Spaceports & Spidersilk April 2017 by Marcie Tentchoff (emag review).

April 29, 2017 | By | Reply More

‘Spaceports And Spidersilk’ is a small magazine of fantasy and Science Fiction aimed at young readers which features a mix of poetry and fiction. The kindle edition is easily navigable from the contents page.

The first story is ‘The Five-Star Underwear’ by Rebecca Linam. Narrator Jake and his pal Brandon are cycling to school when they hear a truck bearing down on them. At least, they think it’s a truck. They’re knocked flying and on recovery see no vehicle but only a few boxes scattered in the road. Brandon has ‘had an accident’ after this terrifying event but luckily one of the boxes contains brand new underwear. He dons it and proceeds to school where strange events happen. Light-hearted and inventive, this was an enjoyable read.

Even more inventive is ‘All the World’s A Stage’ by Michael S. Collins. A graffiti girl painted on a school wall steps off it and goes to join a class. She tells the teacher she’s new, which is certainly true. A neat fantasy with a clever ending.

-- GIVEN RECORDS --
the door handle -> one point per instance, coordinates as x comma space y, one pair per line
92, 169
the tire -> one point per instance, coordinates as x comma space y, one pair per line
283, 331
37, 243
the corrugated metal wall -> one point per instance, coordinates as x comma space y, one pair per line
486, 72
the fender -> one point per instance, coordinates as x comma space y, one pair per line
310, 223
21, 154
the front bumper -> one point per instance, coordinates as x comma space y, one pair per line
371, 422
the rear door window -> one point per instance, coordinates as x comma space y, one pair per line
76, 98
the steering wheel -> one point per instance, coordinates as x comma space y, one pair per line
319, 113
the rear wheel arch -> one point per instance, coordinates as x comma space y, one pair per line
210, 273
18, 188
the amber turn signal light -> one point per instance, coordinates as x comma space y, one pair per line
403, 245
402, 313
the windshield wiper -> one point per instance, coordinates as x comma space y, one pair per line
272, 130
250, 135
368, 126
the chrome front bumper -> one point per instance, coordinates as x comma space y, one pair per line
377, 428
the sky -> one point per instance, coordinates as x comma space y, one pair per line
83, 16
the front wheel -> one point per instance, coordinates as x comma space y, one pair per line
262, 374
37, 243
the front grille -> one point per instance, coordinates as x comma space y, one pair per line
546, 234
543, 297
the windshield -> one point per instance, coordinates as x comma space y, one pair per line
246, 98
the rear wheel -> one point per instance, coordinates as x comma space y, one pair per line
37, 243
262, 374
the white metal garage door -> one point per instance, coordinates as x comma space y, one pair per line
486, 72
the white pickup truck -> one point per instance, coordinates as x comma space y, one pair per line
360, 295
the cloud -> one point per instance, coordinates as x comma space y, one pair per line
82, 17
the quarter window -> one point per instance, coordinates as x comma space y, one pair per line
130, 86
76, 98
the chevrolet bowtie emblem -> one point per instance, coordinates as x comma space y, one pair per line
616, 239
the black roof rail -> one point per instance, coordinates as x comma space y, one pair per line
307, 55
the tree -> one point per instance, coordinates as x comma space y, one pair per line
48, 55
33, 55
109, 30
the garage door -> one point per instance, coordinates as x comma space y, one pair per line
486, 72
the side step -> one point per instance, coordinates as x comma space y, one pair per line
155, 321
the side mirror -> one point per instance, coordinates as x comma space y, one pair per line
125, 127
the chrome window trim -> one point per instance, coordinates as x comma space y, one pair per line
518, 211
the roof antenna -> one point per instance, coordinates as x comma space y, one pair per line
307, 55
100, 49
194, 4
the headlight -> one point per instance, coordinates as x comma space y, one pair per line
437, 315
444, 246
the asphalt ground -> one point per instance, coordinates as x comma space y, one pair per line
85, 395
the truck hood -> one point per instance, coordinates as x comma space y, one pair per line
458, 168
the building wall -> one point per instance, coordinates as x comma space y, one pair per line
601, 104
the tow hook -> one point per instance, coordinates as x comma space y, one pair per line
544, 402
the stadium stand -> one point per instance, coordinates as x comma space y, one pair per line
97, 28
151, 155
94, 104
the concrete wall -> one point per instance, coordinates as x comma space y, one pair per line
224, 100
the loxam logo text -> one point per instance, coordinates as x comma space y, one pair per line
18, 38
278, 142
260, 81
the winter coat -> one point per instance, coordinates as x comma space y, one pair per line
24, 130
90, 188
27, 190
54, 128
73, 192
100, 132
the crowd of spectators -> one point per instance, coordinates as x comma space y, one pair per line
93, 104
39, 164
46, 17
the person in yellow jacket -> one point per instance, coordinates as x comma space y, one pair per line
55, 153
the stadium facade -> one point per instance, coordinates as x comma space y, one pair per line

-- DIRECTIVES --
- a) From the magazine review, copy the passage starting with "April 29, 2017" and going on through "an enjoyable read.".
- b) Based on the magazine review, answer yes or no to each statement, quoting the words that decide it: (i) The Kindle edition is easy to navigate from the contents page. (ii) In ‘The Five-Star Underwear’, Jake and Brandon are walking to school. (iii) In ‘All the World’s A Stage’, the graffiti girl tells the teacher she is new.

-- ANSWERS --
- a)
April 29, 2017 | By | Reply More

‘Spaceports And Spidersilk’ is a small magazine of fantasy and Science Fiction aimed at young readers which features a mix of poetry and fiction. The kindle edition is easily navigable from the contents page.

The first story is ‘The Five-Star Underwear’ by Rebecca Linam. Narrator Jake and his pal Brandon are cycling to school when they hear a truck bearing down on them. At least, they think it’s a truck. They’re knocked flying and on recovery see no vehicle but only a few boxes scattered in the road. Brandon has ‘had an accident’ after this terrifying event but luckily one of the boxes contains brand new underwear. He dons it and proceeds to school where strange events happen. Light-hearted and inventive, this was an enjoyable read.

- b)
(i) Yes: "The kindle edition is easily navigable from the contents page."
(ii) No: "Narrator Jake and his pal Brandon are cycling to school"
(iii) Yes: "She tells the teacher she’s new"